• [DIRECTIONS] Copy the entries below, changing every "Target" to "Object" and leaving the rest as is.

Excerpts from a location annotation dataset

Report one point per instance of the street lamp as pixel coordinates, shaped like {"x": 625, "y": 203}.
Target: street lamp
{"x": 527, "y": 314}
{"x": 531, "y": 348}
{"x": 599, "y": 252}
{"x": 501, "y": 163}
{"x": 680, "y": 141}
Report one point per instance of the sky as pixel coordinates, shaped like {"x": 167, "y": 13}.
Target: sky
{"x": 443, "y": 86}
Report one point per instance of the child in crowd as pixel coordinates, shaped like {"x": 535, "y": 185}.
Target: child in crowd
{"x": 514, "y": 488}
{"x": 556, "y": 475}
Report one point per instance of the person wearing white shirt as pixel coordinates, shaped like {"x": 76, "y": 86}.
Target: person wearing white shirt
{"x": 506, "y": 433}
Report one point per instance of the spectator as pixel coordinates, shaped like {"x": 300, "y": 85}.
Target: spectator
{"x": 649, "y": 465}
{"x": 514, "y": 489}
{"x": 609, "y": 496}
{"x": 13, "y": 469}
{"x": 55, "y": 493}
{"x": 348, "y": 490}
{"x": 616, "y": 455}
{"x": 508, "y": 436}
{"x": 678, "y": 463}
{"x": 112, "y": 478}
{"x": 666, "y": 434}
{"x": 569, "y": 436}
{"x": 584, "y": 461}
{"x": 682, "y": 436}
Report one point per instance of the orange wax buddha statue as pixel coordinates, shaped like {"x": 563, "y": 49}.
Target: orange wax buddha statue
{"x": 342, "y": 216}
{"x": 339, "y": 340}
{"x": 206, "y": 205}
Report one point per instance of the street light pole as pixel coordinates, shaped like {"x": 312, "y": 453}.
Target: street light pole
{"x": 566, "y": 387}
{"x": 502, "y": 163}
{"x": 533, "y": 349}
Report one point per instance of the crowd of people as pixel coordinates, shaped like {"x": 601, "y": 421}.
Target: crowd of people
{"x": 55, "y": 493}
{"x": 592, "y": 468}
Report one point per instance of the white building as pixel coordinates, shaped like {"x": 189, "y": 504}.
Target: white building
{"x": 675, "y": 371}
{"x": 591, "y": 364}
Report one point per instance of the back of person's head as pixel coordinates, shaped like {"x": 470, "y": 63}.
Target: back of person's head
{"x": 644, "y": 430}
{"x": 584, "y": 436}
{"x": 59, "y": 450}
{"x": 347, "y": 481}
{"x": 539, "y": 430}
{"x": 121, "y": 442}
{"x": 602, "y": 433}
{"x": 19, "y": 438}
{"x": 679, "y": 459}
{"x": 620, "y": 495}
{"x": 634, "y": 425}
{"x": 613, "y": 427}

• [TASK RESULT]
Report one point per instance of the street lamp as pixel coordinates, shaped like {"x": 625, "y": 203}.
Object: street lamp
{"x": 527, "y": 314}
{"x": 531, "y": 348}
{"x": 599, "y": 252}
{"x": 501, "y": 163}
{"x": 680, "y": 141}
Report one point per instance of the sky as pixel coordinates, shaped like {"x": 167, "y": 13}.
Object: sky
{"x": 443, "y": 86}
Report one point per instance of the child in crowd as pixel coordinates, shaped like {"x": 535, "y": 185}.
Object: child in crowd
{"x": 514, "y": 488}
{"x": 556, "y": 475}
Report one point per instance of the person wearing white shirt as pixel coordinates, shaped like {"x": 76, "y": 86}.
Object: person wearing white shirt
{"x": 506, "y": 433}
Report one point per instance of the spectator as pixel coordinates, shaped like {"x": 300, "y": 85}.
Object: spectator
{"x": 649, "y": 465}
{"x": 514, "y": 489}
{"x": 609, "y": 496}
{"x": 13, "y": 469}
{"x": 55, "y": 493}
{"x": 348, "y": 490}
{"x": 616, "y": 455}
{"x": 508, "y": 436}
{"x": 678, "y": 463}
{"x": 112, "y": 478}
{"x": 666, "y": 434}
{"x": 569, "y": 436}
{"x": 584, "y": 461}
{"x": 682, "y": 436}
Report one point per instance of the orange wax buddha statue as pixel coordinates, shaped like {"x": 563, "y": 49}.
Object: orange wax buddha statue
{"x": 342, "y": 216}
{"x": 339, "y": 340}
{"x": 206, "y": 205}
Report one point per instance of the street light pole as pixel coordinates, shaped like {"x": 312, "y": 453}.
Object: street light pole
{"x": 566, "y": 387}
{"x": 502, "y": 163}
{"x": 533, "y": 349}
Report one point per instance of the crowd of people as pixel coordinates, shaped like {"x": 601, "y": 421}.
Object: crowd of people
{"x": 55, "y": 493}
{"x": 592, "y": 468}
Report one point per instance of the white building as pixel coordinates, shaped like {"x": 189, "y": 504}.
Object: white building
{"x": 675, "y": 371}
{"x": 591, "y": 364}
Report one point per instance of the back of person's head as pixel coordinates, shaped like {"x": 470, "y": 63}.
Object: back of person's head
{"x": 644, "y": 430}
{"x": 584, "y": 436}
{"x": 59, "y": 450}
{"x": 347, "y": 481}
{"x": 539, "y": 430}
{"x": 121, "y": 442}
{"x": 602, "y": 433}
{"x": 19, "y": 438}
{"x": 679, "y": 459}
{"x": 620, "y": 495}
{"x": 634, "y": 425}
{"x": 613, "y": 427}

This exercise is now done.